■ **The problem**: Copy the lines of the listing below word for word, from the line with "Target: field" to the last line of the listing, and leave the picture out.

■ **Available data**:
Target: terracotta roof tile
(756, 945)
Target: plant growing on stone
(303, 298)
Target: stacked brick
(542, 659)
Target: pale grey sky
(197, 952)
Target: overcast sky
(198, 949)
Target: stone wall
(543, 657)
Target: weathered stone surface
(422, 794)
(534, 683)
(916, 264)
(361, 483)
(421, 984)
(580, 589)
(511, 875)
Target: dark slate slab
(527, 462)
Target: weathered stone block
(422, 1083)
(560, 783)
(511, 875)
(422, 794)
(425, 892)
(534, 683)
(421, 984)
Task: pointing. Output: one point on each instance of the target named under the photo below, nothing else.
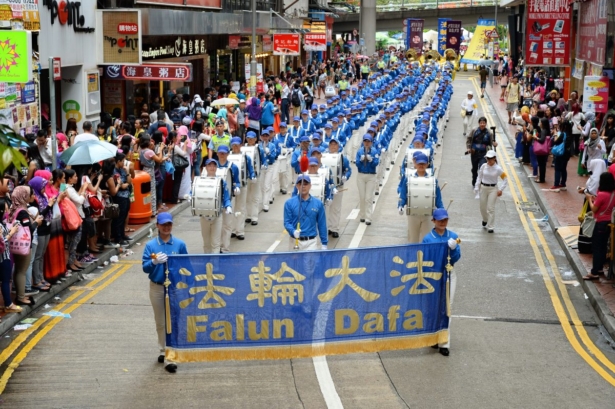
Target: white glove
(452, 244)
(161, 258)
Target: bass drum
(421, 195)
(253, 153)
(206, 198)
(226, 175)
(334, 161)
(239, 160)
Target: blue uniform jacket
(154, 246)
(312, 217)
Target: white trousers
(253, 197)
(418, 228)
(488, 197)
(211, 231)
(453, 278)
(366, 183)
(240, 205)
(303, 245)
(335, 212)
(156, 297)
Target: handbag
(71, 220)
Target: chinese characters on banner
(286, 44)
(275, 306)
(414, 38)
(315, 42)
(548, 33)
(595, 94)
(592, 31)
(442, 23)
(453, 35)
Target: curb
(594, 296)
(42, 298)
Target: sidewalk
(563, 209)
(139, 237)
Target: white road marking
(353, 214)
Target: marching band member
(367, 163)
(228, 220)
(335, 210)
(440, 234)
(418, 226)
(211, 227)
(240, 198)
(304, 218)
(487, 185)
(254, 187)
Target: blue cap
(421, 158)
(302, 178)
(440, 214)
(164, 218)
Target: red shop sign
(547, 40)
(286, 44)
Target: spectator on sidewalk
(602, 206)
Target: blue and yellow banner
(304, 304)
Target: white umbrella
(224, 101)
(88, 152)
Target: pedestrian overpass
(390, 16)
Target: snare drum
(334, 161)
(421, 195)
(239, 159)
(206, 198)
(253, 153)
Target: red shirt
(604, 208)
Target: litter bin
(141, 208)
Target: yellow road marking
(555, 300)
(32, 343)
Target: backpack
(294, 98)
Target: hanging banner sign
(315, 42)
(592, 31)
(548, 33)
(150, 72)
(286, 44)
(304, 304)
(414, 36)
(453, 35)
(442, 24)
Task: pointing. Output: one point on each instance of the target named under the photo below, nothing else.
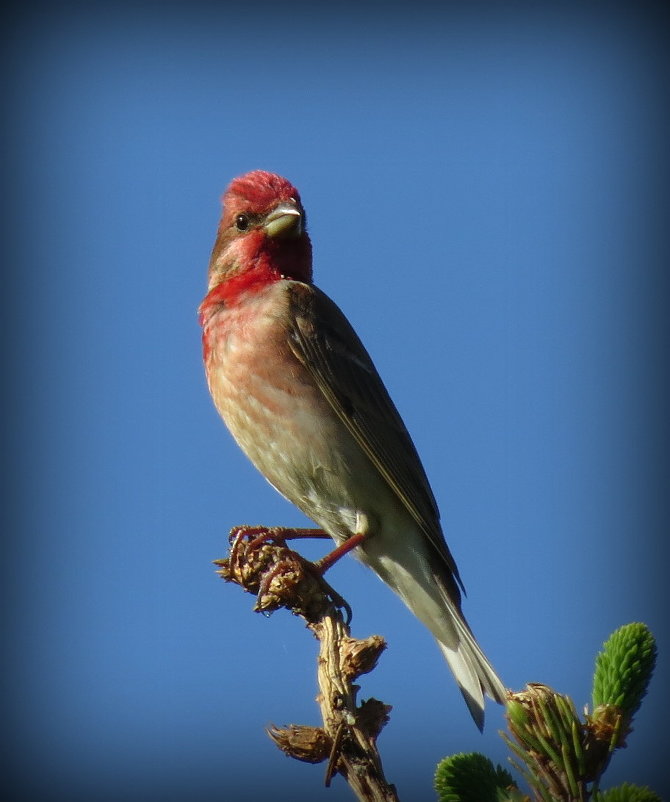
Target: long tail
(468, 663)
(437, 605)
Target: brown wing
(323, 340)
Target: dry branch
(347, 739)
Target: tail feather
(434, 599)
(473, 672)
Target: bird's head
(262, 233)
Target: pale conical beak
(284, 221)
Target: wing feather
(323, 340)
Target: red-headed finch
(304, 401)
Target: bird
(301, 396)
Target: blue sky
(482, 188)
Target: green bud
(624, 668)
(470, 777)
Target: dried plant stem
(264, 565)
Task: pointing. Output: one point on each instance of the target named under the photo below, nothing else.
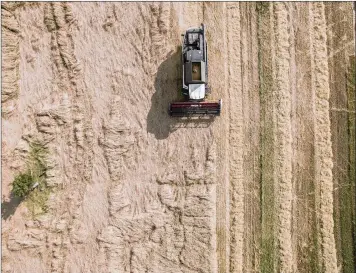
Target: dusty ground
(269, 186)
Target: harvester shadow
(168, 85)
(8, 208)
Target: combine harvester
(195, 77)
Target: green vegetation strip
(31, 184)
(268, 243)
(348, 191)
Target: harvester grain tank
(195, 77)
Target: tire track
(236, 140)
(215, 19)
(266, 43)
(304, 230)
(322, 140)
(283, 137)
(251, 117)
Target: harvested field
(269, 186)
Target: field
(269, 186)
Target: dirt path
(262, 188)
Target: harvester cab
(195, 77)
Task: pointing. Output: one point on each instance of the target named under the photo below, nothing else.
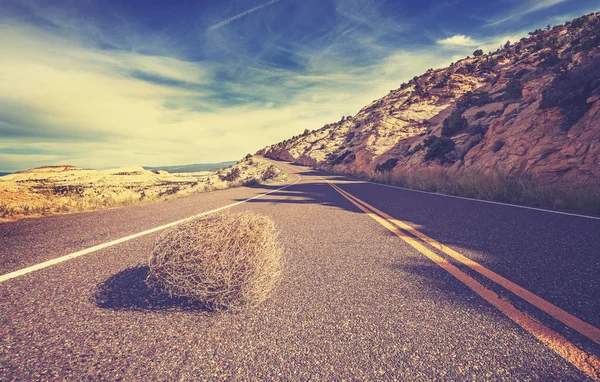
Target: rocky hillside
(531, 109)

■ **Exercise output**:
Target: field
(269, 186)
Target: dirt path
(262, 188)
Target: harvester cab
(195, 77)
Task: pointing. Output: one point on each instance of the target named under the photo below, nothing else.
Target: rocky hillside
(531, 109)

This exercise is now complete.